*Data listing*

╔══

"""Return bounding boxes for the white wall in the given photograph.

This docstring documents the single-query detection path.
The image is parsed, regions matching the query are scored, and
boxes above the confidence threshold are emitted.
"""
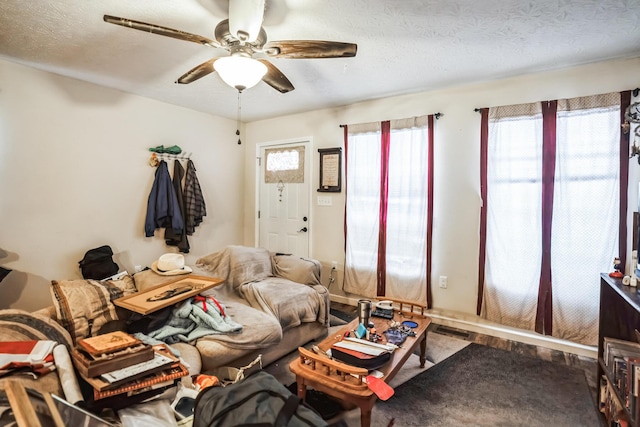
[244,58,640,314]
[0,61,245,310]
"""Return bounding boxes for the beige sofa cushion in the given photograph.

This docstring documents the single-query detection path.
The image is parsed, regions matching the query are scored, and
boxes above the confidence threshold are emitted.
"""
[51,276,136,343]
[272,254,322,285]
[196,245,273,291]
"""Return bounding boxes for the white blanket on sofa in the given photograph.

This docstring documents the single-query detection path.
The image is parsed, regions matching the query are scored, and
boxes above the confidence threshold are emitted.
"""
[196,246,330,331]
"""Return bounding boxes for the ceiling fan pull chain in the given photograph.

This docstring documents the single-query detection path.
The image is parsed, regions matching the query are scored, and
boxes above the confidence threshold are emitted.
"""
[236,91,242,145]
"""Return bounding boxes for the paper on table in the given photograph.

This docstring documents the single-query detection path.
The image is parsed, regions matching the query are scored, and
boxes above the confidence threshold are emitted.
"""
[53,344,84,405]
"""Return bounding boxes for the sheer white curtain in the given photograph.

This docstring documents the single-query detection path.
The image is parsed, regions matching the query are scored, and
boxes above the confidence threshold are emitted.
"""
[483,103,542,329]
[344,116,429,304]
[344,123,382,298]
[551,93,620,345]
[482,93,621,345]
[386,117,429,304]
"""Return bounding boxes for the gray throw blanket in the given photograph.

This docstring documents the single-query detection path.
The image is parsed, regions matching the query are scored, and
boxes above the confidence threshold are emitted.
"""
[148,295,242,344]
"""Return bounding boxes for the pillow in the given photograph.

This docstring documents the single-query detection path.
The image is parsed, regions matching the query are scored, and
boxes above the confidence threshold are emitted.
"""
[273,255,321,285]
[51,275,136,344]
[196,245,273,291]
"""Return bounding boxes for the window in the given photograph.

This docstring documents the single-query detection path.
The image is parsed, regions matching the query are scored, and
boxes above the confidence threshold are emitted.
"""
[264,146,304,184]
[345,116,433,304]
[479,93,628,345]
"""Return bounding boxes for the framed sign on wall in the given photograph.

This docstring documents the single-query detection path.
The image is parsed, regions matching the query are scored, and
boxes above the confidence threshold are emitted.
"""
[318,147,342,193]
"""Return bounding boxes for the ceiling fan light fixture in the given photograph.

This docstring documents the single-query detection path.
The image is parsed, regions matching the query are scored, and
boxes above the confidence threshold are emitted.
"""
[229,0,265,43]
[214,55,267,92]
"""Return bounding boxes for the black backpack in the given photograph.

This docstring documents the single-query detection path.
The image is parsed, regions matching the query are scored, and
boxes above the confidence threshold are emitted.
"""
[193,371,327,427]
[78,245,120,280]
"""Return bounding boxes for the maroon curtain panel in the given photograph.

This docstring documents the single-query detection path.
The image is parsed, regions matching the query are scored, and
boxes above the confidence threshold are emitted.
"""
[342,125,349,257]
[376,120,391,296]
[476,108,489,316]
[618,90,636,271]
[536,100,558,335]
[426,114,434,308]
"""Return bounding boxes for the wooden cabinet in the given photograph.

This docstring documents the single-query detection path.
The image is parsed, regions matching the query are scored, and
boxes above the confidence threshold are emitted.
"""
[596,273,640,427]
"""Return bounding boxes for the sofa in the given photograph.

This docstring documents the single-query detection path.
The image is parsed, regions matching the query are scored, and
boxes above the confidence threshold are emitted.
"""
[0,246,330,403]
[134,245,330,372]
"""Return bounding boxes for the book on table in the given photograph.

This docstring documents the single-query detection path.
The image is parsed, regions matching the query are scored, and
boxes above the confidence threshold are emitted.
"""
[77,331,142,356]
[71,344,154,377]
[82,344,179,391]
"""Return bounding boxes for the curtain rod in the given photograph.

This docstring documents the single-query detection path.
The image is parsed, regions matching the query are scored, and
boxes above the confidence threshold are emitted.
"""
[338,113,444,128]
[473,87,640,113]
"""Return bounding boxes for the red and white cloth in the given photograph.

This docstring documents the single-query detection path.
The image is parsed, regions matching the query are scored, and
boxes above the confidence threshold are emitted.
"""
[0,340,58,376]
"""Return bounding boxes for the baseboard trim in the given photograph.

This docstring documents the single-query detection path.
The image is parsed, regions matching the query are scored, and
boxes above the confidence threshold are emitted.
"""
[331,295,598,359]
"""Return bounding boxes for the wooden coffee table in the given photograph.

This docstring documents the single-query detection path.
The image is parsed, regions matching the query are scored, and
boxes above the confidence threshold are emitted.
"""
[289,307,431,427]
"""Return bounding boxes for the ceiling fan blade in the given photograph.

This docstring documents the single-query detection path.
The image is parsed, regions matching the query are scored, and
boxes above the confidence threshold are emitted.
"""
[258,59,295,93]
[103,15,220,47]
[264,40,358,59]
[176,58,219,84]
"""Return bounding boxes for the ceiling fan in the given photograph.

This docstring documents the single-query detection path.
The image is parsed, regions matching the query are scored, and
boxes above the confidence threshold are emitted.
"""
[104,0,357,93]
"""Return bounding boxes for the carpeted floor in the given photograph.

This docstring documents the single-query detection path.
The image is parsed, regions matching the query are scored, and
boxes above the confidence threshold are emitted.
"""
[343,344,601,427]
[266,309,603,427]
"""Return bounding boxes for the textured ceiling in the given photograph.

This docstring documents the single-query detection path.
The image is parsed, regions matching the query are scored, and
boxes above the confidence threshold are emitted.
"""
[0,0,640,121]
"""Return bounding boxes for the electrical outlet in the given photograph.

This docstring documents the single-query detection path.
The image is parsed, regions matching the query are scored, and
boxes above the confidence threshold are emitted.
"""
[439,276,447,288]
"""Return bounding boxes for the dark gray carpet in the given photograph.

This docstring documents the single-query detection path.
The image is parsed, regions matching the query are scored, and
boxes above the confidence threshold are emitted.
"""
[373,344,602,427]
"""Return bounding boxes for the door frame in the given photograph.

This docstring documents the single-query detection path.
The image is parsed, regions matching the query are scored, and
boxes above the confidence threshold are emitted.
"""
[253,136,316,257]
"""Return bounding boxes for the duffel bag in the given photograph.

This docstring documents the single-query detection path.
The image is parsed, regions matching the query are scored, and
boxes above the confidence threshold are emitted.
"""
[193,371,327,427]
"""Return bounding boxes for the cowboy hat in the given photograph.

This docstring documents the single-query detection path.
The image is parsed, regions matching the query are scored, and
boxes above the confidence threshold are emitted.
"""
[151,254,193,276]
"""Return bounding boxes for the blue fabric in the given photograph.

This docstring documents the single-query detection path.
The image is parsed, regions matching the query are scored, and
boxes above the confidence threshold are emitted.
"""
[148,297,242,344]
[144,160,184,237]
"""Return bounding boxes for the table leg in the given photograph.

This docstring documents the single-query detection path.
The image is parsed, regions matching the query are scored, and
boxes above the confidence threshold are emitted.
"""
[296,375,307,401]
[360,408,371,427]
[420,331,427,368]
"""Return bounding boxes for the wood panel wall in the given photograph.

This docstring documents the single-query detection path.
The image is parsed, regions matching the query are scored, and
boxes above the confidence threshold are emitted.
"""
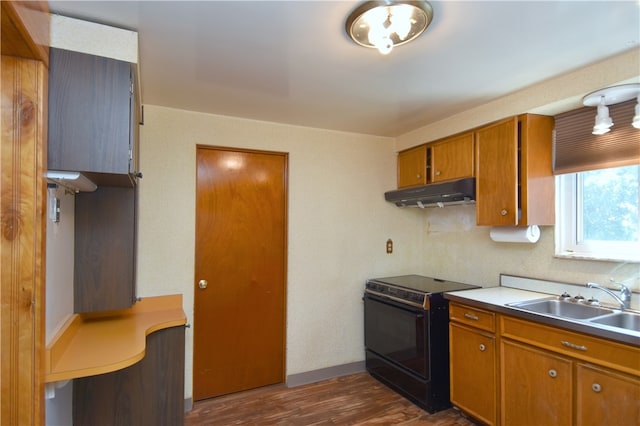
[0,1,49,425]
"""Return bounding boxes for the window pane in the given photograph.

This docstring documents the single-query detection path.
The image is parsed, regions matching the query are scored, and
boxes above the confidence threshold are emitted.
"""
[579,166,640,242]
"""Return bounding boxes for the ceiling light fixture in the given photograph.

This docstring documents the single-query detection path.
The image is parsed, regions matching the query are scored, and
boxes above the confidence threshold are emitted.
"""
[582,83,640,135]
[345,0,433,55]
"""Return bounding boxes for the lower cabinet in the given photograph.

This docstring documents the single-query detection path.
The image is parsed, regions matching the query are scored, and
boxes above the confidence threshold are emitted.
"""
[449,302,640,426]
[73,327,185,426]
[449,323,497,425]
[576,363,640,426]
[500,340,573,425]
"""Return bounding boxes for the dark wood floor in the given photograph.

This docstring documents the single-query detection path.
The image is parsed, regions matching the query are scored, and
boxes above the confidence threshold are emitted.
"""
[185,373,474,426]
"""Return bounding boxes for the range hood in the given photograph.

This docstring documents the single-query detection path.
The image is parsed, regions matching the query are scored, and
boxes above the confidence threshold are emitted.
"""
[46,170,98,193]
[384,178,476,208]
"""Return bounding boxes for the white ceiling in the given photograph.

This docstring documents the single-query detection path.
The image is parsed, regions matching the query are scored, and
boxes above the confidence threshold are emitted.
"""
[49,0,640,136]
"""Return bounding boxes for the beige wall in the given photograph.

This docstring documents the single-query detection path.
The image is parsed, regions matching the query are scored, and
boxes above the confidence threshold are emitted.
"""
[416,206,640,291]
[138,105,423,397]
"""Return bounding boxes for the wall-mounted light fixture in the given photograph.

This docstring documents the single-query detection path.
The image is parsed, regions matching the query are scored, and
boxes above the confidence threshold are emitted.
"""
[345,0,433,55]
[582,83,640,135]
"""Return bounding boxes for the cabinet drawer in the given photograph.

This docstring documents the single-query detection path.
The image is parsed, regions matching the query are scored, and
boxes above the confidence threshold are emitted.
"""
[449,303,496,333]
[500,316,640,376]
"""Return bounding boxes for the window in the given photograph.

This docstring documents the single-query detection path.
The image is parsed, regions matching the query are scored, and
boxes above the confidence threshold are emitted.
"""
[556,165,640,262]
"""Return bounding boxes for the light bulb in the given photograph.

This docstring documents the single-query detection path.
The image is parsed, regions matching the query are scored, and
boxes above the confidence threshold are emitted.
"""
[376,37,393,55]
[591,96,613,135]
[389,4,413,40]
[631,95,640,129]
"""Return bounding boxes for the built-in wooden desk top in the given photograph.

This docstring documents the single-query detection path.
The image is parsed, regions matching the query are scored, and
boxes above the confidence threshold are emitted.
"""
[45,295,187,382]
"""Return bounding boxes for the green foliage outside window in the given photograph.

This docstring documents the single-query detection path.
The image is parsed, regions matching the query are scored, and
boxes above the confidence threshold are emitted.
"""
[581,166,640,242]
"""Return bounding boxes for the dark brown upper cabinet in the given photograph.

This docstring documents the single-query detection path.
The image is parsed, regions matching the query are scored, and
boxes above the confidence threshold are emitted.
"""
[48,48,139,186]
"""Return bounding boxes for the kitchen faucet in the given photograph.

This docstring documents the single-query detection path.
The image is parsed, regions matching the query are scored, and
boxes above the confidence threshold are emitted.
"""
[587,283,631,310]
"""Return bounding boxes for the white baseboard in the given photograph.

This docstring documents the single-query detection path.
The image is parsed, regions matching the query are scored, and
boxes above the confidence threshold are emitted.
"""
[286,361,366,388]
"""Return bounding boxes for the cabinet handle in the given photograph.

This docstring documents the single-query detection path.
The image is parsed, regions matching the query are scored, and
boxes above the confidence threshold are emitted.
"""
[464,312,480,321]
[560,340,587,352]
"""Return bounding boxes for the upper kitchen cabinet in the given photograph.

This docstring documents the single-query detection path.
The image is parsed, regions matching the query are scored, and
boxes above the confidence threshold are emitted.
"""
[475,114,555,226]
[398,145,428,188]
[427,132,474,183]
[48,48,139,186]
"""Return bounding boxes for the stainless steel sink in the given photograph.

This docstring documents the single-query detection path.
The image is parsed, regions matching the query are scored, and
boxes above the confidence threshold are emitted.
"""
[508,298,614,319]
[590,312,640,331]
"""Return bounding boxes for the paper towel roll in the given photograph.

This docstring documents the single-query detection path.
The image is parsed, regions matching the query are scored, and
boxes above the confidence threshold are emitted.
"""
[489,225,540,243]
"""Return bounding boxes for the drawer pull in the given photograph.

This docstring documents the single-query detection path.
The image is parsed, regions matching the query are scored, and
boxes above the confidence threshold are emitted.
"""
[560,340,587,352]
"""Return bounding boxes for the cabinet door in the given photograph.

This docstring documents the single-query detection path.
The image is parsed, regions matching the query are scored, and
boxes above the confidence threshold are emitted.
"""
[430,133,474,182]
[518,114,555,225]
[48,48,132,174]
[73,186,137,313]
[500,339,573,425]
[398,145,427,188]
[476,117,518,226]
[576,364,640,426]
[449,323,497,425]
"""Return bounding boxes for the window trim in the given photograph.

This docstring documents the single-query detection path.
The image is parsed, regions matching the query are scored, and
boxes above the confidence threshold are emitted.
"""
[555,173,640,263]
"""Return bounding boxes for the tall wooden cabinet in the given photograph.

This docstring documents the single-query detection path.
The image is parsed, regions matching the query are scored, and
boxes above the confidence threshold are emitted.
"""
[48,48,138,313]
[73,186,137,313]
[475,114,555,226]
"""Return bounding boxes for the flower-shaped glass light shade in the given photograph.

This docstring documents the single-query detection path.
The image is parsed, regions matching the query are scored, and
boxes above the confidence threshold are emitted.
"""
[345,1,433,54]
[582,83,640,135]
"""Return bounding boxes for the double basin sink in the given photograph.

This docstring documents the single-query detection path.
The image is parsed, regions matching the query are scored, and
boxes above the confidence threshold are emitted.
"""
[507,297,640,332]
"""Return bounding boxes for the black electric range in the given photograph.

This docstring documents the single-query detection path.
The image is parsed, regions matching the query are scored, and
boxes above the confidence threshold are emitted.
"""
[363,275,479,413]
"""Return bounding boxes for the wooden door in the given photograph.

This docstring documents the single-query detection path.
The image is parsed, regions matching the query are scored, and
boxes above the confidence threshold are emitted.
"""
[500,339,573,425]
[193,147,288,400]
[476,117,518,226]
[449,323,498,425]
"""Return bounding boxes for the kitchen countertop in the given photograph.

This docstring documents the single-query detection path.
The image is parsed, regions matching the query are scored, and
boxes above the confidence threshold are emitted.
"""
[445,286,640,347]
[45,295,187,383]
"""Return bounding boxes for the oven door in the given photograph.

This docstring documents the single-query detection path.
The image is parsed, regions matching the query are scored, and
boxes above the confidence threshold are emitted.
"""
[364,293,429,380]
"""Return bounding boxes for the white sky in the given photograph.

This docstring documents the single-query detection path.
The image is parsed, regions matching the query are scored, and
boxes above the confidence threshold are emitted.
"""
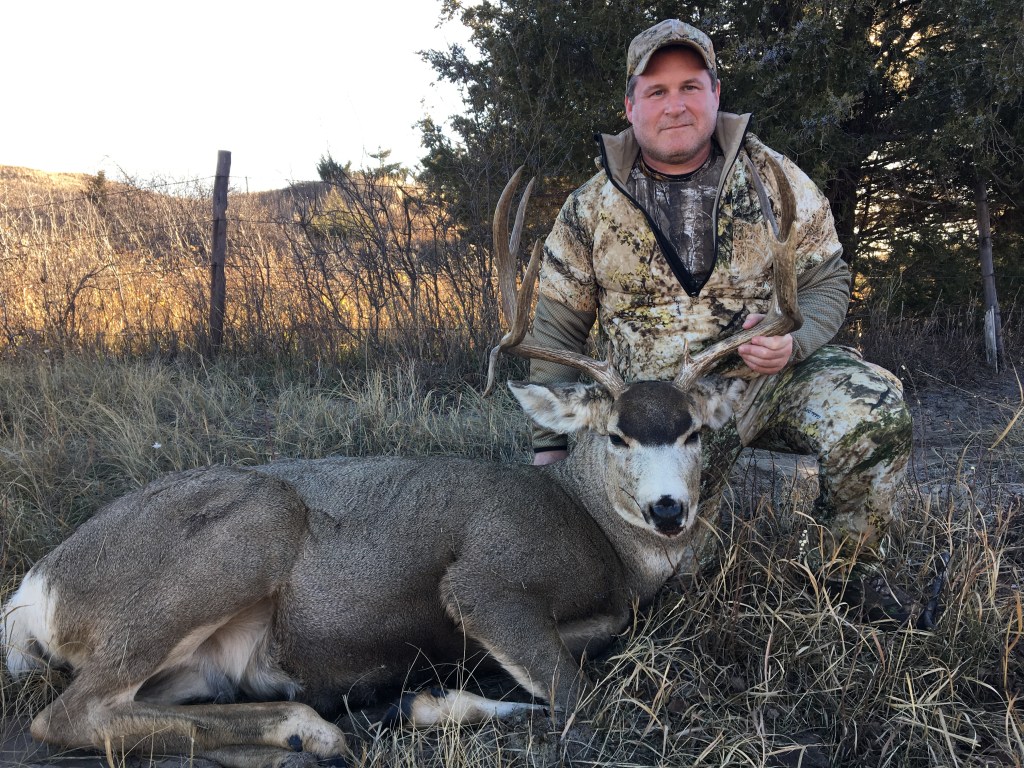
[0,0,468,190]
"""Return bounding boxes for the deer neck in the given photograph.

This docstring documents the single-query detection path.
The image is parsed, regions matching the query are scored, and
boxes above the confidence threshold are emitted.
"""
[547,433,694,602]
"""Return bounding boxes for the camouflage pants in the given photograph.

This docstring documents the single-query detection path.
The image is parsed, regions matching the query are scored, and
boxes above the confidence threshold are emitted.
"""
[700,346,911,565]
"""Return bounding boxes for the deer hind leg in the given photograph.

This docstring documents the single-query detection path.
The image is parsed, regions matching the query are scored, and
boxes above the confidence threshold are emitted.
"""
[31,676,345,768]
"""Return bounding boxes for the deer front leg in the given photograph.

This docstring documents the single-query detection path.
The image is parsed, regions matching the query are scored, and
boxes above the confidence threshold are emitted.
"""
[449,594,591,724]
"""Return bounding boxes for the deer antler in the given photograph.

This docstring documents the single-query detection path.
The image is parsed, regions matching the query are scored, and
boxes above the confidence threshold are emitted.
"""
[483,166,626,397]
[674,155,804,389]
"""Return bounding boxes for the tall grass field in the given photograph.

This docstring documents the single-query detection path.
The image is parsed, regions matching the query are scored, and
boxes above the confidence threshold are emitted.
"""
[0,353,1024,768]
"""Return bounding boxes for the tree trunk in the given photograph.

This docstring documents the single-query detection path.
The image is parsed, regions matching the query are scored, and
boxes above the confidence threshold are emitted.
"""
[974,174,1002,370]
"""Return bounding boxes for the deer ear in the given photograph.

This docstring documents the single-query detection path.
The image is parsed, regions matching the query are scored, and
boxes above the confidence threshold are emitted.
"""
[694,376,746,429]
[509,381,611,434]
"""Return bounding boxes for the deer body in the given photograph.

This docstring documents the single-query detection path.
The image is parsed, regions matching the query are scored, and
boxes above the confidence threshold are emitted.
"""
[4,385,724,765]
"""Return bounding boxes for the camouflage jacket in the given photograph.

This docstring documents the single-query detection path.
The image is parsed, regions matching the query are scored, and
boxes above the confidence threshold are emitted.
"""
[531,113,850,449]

╚══

*Given instruction*
Count the lines of the entries above that contain the string "tall", treating uppercase and lowercase as different. Reply with the number alone.

*Full response*
2